- **Task to carry out**
Quote the lines from the line holding "the tan paw" to the very end of the listing, exactly, and no others.

Begin Entries supplied

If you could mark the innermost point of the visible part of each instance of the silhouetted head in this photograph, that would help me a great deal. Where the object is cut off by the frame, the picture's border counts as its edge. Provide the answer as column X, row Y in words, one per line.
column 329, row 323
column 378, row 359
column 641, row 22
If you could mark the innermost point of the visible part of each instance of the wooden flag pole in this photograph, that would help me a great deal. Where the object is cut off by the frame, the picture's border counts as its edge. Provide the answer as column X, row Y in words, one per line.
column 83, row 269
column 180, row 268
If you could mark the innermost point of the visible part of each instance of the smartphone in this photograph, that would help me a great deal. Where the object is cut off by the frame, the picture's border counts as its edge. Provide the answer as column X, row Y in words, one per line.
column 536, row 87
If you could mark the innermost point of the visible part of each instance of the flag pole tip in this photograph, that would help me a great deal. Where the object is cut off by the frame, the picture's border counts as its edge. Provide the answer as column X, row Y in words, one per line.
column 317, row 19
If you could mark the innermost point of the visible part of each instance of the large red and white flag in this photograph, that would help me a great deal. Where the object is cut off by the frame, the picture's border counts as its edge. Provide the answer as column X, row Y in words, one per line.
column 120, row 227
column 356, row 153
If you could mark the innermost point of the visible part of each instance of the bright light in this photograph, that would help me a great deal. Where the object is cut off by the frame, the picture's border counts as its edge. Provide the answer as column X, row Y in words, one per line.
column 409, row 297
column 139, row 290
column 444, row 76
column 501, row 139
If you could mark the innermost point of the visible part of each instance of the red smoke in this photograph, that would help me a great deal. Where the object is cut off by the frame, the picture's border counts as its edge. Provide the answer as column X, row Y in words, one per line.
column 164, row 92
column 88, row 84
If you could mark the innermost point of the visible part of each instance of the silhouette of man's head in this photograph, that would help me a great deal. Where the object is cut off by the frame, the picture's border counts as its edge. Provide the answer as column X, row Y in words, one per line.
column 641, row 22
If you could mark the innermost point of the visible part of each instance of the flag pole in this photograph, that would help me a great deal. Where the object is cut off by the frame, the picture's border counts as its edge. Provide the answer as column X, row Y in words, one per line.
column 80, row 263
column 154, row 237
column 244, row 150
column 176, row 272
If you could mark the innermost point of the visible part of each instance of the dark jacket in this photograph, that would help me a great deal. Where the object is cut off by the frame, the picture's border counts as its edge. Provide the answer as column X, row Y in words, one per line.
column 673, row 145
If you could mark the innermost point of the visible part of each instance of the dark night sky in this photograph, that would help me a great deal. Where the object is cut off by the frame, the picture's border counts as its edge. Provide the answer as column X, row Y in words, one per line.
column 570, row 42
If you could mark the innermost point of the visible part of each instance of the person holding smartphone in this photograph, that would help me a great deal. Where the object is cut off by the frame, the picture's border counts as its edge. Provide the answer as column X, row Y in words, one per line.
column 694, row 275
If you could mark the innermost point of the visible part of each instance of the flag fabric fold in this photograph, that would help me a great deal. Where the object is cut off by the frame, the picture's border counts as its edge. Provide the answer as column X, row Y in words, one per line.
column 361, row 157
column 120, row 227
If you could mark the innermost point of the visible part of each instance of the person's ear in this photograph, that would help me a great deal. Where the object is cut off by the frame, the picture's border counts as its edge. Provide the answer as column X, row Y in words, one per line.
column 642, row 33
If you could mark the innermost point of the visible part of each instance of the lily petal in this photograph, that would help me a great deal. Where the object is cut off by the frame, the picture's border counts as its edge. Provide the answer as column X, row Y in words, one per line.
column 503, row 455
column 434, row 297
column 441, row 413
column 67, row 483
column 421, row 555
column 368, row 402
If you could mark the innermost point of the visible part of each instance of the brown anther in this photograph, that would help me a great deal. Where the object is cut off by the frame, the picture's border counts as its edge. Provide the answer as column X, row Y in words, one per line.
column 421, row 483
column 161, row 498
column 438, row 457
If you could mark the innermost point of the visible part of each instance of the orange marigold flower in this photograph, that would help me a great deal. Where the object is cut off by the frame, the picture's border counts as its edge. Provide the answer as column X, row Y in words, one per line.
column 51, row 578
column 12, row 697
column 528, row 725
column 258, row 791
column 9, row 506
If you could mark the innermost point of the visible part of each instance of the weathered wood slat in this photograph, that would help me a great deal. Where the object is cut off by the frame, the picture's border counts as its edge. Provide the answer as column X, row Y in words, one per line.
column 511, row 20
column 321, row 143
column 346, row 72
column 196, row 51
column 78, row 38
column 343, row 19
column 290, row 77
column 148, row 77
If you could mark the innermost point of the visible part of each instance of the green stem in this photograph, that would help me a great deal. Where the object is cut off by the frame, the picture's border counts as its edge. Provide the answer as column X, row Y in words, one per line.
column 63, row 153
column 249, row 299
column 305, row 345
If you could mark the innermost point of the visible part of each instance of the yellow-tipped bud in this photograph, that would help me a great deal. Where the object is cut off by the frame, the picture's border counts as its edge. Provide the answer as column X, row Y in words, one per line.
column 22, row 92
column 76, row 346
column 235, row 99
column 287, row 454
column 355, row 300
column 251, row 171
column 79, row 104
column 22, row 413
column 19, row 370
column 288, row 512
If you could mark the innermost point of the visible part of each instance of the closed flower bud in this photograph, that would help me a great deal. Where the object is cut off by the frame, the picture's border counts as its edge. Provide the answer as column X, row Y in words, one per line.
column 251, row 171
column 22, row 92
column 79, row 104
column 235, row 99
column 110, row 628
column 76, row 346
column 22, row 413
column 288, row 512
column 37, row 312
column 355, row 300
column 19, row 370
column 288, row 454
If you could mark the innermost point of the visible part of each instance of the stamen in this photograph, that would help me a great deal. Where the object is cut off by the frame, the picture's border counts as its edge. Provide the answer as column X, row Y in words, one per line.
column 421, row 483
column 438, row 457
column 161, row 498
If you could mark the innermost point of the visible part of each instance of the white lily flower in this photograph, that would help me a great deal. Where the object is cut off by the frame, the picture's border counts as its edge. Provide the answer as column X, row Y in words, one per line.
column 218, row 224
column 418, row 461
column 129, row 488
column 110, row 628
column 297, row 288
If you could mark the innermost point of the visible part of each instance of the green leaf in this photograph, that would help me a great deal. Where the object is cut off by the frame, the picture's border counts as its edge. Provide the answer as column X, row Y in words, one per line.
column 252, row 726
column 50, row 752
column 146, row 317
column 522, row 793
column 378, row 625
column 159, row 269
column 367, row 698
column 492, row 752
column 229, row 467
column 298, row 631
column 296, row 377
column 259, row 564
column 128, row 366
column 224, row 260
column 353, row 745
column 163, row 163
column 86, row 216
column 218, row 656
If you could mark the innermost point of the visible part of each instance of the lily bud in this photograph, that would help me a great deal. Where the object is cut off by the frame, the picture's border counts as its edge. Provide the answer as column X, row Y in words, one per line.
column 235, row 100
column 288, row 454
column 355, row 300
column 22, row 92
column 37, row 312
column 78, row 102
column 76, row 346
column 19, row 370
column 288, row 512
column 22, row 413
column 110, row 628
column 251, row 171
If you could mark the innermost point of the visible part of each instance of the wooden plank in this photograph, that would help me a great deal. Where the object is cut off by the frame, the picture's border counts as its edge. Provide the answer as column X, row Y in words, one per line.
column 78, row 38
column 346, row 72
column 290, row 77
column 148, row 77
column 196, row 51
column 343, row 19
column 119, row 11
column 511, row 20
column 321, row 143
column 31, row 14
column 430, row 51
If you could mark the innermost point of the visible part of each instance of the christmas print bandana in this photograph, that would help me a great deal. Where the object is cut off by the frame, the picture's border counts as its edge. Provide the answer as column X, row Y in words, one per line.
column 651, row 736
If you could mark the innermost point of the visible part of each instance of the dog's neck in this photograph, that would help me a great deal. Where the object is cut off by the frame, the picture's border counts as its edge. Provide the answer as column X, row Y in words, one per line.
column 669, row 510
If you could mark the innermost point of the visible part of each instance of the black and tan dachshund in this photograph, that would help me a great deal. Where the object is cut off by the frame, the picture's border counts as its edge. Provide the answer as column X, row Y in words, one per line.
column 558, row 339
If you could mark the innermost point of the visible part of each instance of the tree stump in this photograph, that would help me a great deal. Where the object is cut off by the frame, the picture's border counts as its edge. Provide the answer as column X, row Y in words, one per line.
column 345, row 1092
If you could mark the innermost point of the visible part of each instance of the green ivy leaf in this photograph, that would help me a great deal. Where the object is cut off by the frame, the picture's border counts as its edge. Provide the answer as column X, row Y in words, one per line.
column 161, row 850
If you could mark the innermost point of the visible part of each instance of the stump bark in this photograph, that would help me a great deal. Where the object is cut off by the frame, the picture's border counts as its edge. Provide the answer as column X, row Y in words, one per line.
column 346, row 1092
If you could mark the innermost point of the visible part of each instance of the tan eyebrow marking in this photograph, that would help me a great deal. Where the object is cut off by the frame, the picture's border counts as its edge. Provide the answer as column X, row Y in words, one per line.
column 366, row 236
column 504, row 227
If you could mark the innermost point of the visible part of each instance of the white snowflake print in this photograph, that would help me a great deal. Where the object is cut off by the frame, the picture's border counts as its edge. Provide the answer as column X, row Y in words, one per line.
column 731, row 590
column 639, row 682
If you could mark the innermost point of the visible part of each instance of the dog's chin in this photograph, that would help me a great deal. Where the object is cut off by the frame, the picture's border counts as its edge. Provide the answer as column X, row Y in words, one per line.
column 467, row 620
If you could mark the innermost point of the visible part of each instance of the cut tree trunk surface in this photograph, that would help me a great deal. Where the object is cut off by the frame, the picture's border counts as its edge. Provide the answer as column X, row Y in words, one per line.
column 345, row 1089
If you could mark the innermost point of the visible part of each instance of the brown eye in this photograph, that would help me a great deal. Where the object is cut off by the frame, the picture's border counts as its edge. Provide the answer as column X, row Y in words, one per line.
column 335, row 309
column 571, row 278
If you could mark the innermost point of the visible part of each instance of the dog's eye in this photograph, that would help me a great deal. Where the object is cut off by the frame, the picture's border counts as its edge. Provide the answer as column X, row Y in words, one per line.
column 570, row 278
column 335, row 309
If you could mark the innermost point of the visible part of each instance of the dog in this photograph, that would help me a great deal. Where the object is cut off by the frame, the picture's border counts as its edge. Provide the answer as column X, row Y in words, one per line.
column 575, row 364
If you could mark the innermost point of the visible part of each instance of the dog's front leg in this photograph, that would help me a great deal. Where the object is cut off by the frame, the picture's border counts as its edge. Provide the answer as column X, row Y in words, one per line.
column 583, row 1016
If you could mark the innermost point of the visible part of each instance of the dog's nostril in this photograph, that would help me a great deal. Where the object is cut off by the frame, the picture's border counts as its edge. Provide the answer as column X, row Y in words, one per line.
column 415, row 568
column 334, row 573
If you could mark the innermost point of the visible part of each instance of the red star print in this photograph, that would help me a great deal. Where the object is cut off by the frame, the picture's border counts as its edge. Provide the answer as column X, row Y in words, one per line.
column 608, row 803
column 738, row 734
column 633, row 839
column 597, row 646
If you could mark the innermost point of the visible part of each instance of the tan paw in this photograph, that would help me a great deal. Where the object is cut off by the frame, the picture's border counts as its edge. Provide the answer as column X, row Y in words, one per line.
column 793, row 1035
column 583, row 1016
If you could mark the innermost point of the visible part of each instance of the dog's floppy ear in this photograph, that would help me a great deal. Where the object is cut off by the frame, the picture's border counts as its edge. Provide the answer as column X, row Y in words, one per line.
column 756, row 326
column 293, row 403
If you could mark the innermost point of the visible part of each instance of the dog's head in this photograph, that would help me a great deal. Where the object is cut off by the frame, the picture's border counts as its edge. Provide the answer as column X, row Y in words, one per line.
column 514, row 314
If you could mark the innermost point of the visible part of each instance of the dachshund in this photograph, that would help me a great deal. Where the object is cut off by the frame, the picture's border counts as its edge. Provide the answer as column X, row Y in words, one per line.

End Entries supplied

- **Reply**
If you could mark the innermost point of the visible part of each instance of the tan paw in this photograph, that would help me a great deal. Where the object is cut off by the frame, the picture's border counts as its edge. Provide the answer as column X, row Y in words, one per line.
column 793, row 1035
column 583, row 1016
If you could mark the innermost point of the visible part of each instance of the dog's floppy ear in this photograph, that would help me a great deal. Where the object is cut off by the frame, the picture's border counts as its edge. Provide the answer as column X, row Y in words, one per line.
column 756, row 326
column 293, row 403
If you could mark the innermost point of the visible part of each instance of the dog's head in this photograph, that would help me a great deal. Where the object is cut off by the frame, the picture's border counts as its edge. Provide the answer as column X, row Y in words, one per line.
column 514, row 314
If you could mark the innermost point of the visible part of each instance of the dachshund in this photograph, that would help me a great deal. Where the object is cut off by the frame, the picture's border counts as its edge. Provide the answer as column X, row Y in words, one per line.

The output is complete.